### Petunjuk Latihan
Tuliskan kembali tanpa perubahan bagian teks di bawah tentang mencari penginapan murah, mulai dari "Jadilah sekitar" dan terus sampai "ada kamar kosong.".

### Teks Bacaan
+ + + + + + +

25 Oktober 2012
“Menurut lo gimana em?”
“Kalo gue sih mending kita cabut cari penginapan
lain yang lebih murah”.
“Tapi kalo kita harus muter-muter cari penginapan
bisa-bisa siang nanti kita baru bisa mulai jalan”.
“Ya makanya kita nyarinya sekarang aja di sekitaran
sini, biar nggak kesiangan”.
Kami duduk
berdua menghadap ke jendela kaca yang besar di lobi lantai tiga dekat kamar penginapan kami. Sambil
menikmati lalu lalang kendaraan dan aktivitas manusia di jalanan pagi hari itu,
kami mendiskusikan di mana kami akan menginap malam ini. Jujur aku sudah merasa
cocok dengan penginapan ini. Rate-nya
cukup masuk akal sekalipun masih tergolong di atas rata-rata. Sementara Fahmi,
dia lebih perhitungan daripada aku. Dia mantap berpegang pada penggunaan
prinsip ekonomi salah kaprah, bermodal sekecil-kecilnya untuk memperoleh
keuntungan sebesar-besarnya.
Jadilah sekitar
pukul delapan kami meninggalkan Ribbon Stayyz dan mulai marathon keluar masuk
penginapan murah di seputaran Petaling sebagaimana yang direkomendasikan guide book perjalanan kami. Cari yang
paling murah!
“Is there any vacant room?”, pertanyaan
pertama, tentu kita harus menanyakan dahulu apakah masih ada kamar kosong.
“Yes”
“What room do you have? We need a room for two”
“We have some rooms left in the second and in the
third floor, but the bathroom is outside”
“How much is cost?”,
pertanyaan kedua, langsung aja deh tanyain harganya. Nggak mau kan terjebak
situasi di mana kita udah nanya ini itu tapi pas belakangan baru nanya harganya
dan ternyata mahal, kan kita bakal malu kalau nggak jadi ambil kamarnya. #tips
“It’s RM35 per room a night. But we’ll give you RM30
per room a night since you have Melayu
faces.” Fahmi, lo harus terima kasih sama wajah
Melayu gue!

+ + + + + + +

### Bahan yang Disediakan
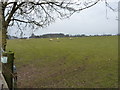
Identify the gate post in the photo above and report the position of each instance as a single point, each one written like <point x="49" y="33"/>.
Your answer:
<point x="7" y="69"/>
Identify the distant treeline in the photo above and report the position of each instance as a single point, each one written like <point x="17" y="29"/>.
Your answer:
<point x="58" y="35"/>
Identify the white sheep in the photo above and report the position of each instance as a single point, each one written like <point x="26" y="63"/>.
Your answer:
<point x="71" y="38"/>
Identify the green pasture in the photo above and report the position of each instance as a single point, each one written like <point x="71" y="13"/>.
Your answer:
<point x="84" y="62"/>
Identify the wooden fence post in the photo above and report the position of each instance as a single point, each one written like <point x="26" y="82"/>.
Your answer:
<point x="7" y="69"/>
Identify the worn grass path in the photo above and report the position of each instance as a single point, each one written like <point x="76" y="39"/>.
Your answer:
<point x="85" y="62"/>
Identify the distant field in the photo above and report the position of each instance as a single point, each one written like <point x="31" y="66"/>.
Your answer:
<point x="84" y="62"/>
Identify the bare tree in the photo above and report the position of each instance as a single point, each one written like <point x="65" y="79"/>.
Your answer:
<point x="39" y="13"/>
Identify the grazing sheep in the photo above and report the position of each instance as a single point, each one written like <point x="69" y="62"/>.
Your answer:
<point x="51" y="39"/>
<point x="71" y="38"/>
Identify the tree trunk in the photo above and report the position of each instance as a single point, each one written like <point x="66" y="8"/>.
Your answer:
<point x="4" y="37"/>
<point x="3" y="31"/>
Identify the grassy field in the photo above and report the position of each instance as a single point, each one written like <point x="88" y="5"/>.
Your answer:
<point x="84" y="62"/>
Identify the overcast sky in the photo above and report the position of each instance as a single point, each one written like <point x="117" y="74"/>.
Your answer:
<point x="90" y="21"/>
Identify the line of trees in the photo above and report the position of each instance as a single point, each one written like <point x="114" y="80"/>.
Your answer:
<point x="57" y="35"/>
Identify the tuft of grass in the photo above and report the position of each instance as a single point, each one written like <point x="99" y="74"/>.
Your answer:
<point x="85" y="62"/>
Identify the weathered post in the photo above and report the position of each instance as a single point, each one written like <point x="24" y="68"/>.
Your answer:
<point x="7" y="69"/>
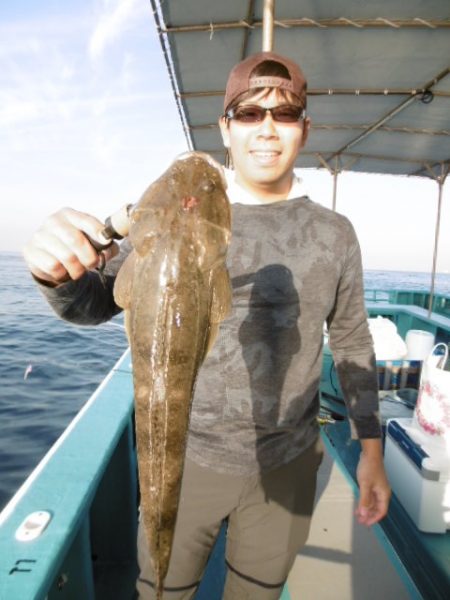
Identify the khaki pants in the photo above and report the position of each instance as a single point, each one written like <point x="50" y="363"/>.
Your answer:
<point x="268" y="515"/>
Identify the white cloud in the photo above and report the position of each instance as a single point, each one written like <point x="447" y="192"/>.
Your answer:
<point x="17" y="111"/>
<point x="117" y="16"/>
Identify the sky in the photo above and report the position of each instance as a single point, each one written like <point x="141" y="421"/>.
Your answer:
<point x="88" y="120"/>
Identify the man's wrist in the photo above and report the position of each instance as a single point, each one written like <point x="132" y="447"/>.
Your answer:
<point x="372" y="448"/>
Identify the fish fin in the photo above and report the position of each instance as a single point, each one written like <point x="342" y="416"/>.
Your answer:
<point x="221" y="294"/>
<point x="124" y="282"/>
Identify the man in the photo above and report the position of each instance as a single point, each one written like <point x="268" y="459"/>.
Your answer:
<point x="253" y="449"/>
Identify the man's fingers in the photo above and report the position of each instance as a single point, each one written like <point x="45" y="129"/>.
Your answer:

+ + + + + + +

### Hasil Pengerjaan
Jadilah sekitar
pukul delapan kami meninggalkan Ribbon Stayyz dan mulai marathon keluar masuk
penginapan murah di seputaran Petaling sebagaimana yang direkomendasikan guide book perjalanan kami. Cari yang
paling murah!
“Is there any vacant room?”, pertanyaan
pertama, tentu kita harus menanyakan dahulu apakah masih ada kamar kosong.